Required action
Please reproduce every record exactly as written, leaving out the pictures.

Material to process
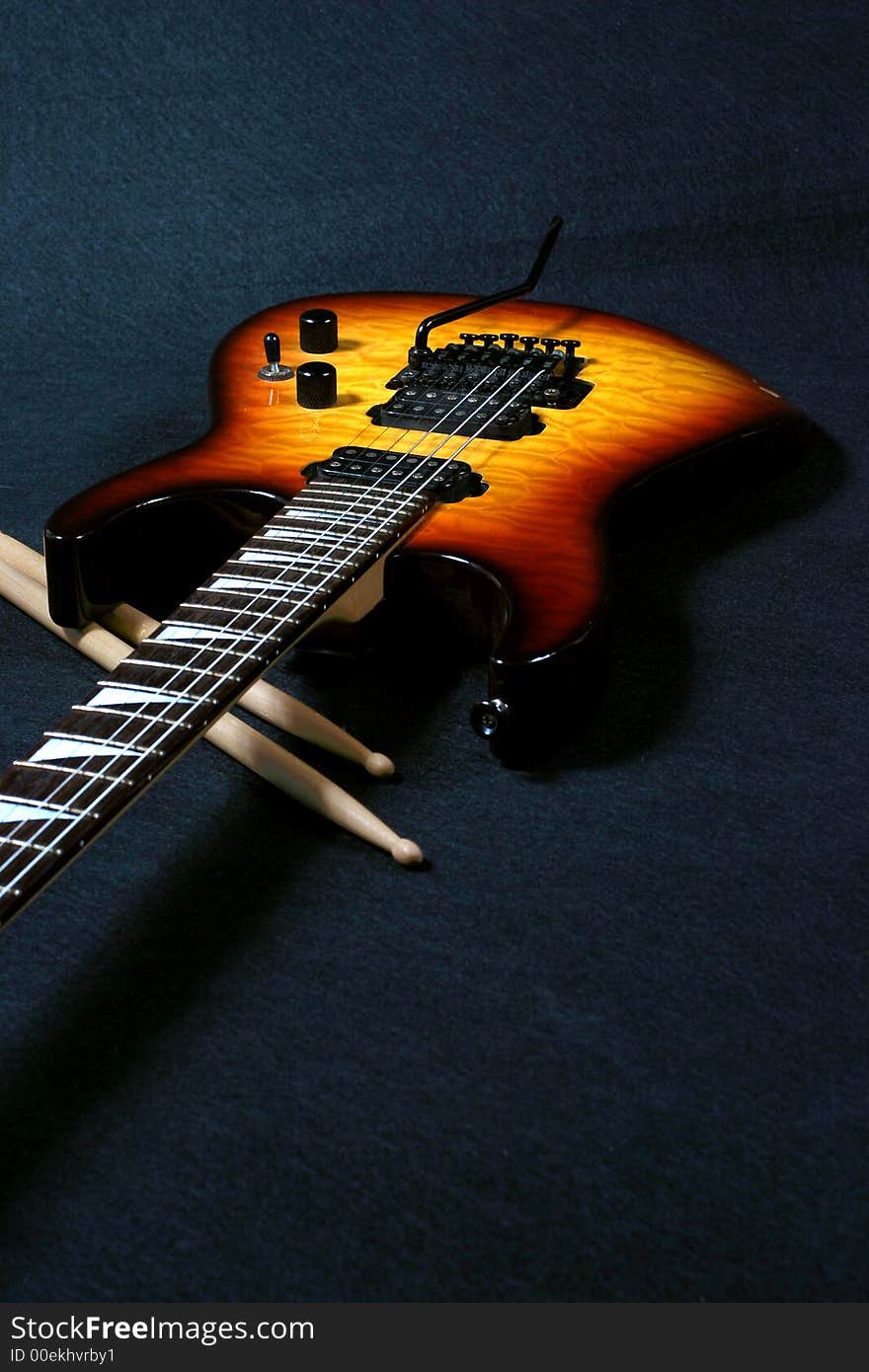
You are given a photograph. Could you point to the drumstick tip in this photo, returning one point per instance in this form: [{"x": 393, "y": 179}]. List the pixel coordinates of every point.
[
  {"x": 407, "y": 852},
  {"x": 379, "y": 764}
]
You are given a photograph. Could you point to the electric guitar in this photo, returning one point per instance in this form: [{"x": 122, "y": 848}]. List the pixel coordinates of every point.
[{"x": 378, "y": 429}]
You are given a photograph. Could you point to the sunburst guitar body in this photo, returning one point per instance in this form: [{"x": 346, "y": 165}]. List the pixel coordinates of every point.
[{"x": 531, "y": 545}]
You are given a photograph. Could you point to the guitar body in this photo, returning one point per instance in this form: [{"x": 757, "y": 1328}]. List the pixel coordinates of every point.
[{"x": 533, "y": 544}]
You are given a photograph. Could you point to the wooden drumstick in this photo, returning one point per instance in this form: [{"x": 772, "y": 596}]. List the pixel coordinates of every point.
[
  {"x": 261, "y": 755},
  {"x": 263, "y": 700}
]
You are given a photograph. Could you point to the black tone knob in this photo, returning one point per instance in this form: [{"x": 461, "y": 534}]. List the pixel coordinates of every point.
[
  {"x": 319, "y": 331},
  {"x": 316, "y": 386}
]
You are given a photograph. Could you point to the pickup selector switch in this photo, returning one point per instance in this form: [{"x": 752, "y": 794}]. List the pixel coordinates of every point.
[
  {"x": 317, "y": 331},
  {"x": 274, "y": 370},
  {"x": 316, "y": 386}
]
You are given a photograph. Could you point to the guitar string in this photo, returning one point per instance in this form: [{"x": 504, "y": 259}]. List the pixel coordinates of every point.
[{"x": 277, "y": 582}]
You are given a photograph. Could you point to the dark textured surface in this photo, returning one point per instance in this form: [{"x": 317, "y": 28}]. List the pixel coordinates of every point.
[{"x": 612, "y": 1043}]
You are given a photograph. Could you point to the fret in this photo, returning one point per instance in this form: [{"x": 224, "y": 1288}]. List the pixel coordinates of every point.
[
  {"x": 250, "y": 584},
  {"x": 18, "y": 809},
  {"x": 73, "y": 771},
  {"x": 171, "y": 668},
  {"x": 22, "y": 843},
  {"x": 62, "y": 796},
  {"x": 232, "y": 619},
  {"x": 287, "y": 560},
  {"x": 125, "y": 731},
  {"x": 116, "y": 693},
  {"x": 193, "y": 633},
  {"x": 190, "y": 678}
]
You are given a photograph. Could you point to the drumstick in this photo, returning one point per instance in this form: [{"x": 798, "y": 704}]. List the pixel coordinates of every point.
[
  {"x": 263, "y": 700},
  {"x": 261, "y": 755}
]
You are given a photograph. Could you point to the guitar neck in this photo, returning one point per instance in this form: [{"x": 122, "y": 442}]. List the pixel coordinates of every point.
[{"x": 106, "y": 752}]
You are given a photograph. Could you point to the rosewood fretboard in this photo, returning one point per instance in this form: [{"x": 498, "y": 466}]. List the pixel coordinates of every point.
[{"x": 99, "y": 759}]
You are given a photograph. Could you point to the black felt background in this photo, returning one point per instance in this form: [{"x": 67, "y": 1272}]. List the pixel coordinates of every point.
[{"x": 612, "y": 1043}]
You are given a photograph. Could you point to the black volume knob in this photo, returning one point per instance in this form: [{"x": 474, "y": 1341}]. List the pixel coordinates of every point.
[
  {"x": 316, "y": 384},
  {"x": 319, "y": 331}
]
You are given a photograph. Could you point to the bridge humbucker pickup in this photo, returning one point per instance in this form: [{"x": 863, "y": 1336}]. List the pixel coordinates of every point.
[
  {"x": 408, "y": 472},
  {"x": 475, "y": 418}
]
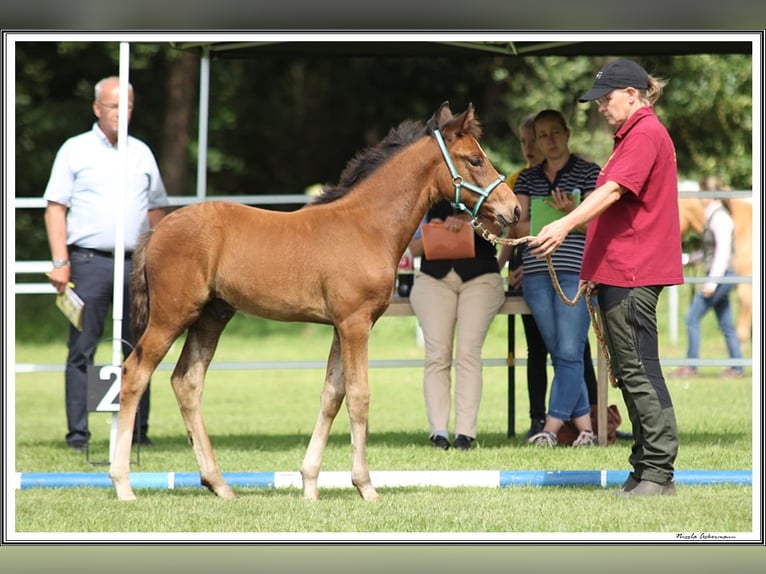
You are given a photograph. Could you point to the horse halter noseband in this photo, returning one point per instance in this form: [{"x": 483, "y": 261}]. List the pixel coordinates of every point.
[{"x": 459, "y": 182}]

Answer
You are given a photograph. Could you point to the drumstick tip in this photo, returning one point per instance in this form: [{"x": 393, "y": 179}]. List the pixel coordinates of every point.
[
  {"x": 407, "y": 852},
  {"x": 379, "y": 764}
]
You are given a photograph. Could you point to the electric guitar in this photo, returning one point per instance in this form: [{"x": 122, "y": 848}]. List the pixel coordinates of every point.
[{"x": 378, "y": 429}]
You are given a photograph. Could you point to the sunburst guitar body in this photo, returning one point per instance in this form: [{"x": 346, "y": 165}]. List the pixel coordinates of every point.
[{"x": 531, "y": 545}]
You are given a photograph. Could you point to the guitar body in this photo, returning one point per instance in this form: [{"x": 757, "y": 1328}]. List the pixel coordinates of every point.
[{"x": 533, "y": 544}]
You are given a photograph. Could you point to the wooden drumstick in this photo, returning one point per instance in this form: [{"x": 772, "y": 596}]. List the pixel coordinates of every point.
[
  {"x": 261, "y": 755},
  {"x": 263, "y": 700}
]
You are given a photograph. Could you point to the black tone knob in this photo, returning one point per instance in this form: [{"x": 461, "y": 534}]. List the pixel coordinates of every point.
[
  {"x": 319, "y": 331},
  {"x": 316, "y": 386}
]
You are given a photograph. Could you point to the pickup selector switch in this photo, returning one point per instance in this form: [{"x": 752, "y": 794}]. List the pixel coordinates of every point.
[
  {"x": 317, "y": 331},
  {"x": 274, "y": 370},
  {"x": 316, "y": 386}
]
You are given a photograph. Could you point to the guitar string in this photo, returning one point per instance in this form: [{"x": 504, "y": 259}]. List the pixel coordinates of every point.
[{"x": 277, "y": 582}]
You are given a photograph. Could you point to the dark textured surface in this photo, returning one point per instance in this form: [{"x": 317, "y": 28}]. List the pixel coordinates of every point.
[{"x": 612, "y": 1043}]
You are given a photograph. Could you point to the fret in this photo, returning one point per instance in this form: [{"x": 224, "y": 1288}]. List the pixel coordinates of every point.
[
  {"x": 250, "y": 584},
  {"x": 18, "y": 809},
  {"x": 73, "y": 771},
  {"x": 171, "y": 668},
  {"x": 22, "y": 843},
  {"x": 62, "y": 796},
  {"x": 232, "y": 619},
  {"x": 287, "y": 560},
  {"x": 125, "y": 731},
  {"x": 116, "y": 693},
  {"x": 193, "y": 633},
  {"x": 190, "y": 678}
]
You are given a photograph. Could you point to the drumstick in this photo, returning one point per instance in this form: [{"x": 798, "y": 704}]. List the pixel coordinates of every point.
[
  {"x": 263, "y": 700},
  {"x": 261, "y": 755}
]
You are given a photograph. Could you point to the guitar neck in this photo, returning one point per instance in this form: [{"x": 122, "y": 442}]. List the pixel coordinates of every point.
[{"x": 106, "y": 752}]
You are given a photograph. Could you point to the rosewood fretboard in this photo, returning one point per instance in this form: [{"x": 498, "y": 466}]. List the pixel coordinates of every point.
[{"x": 99, "y": 759}]
You are given a photograph. Could you point to the black felt background in this photo, returning one point per instance in this form: [{"x": 67, "y": 1272}]. List the pixel coordinates of every point.
[{"x": 612, "y": 1043}]
You are given a photograph. Could you point to the black volume knob in this photo, returning one point per instance in this form: [{"x": 474, "y": 1341}]. List the pixel coordinates of every point.
[
  {"x": 316, "y": 384},
  {"x": 319, "y": 331}
]
You are given a photograph. Could you point to the bridge humbucker pickup in this photo, returning one point per instance in this form: [{"x": 863, "y": 1336}]. List the pixel coordinates of every point.
[
  {"x": 408, "y": 472},
  {"x": 475, "y": 418}
]
You are given a photograph. Could you point to the horse halter noseband in this photo, returning one point per instance in this form: [{"x": 483, "y": 261}]. List the pixel coordinates of every point.
[{"x": 459, "y": 182}]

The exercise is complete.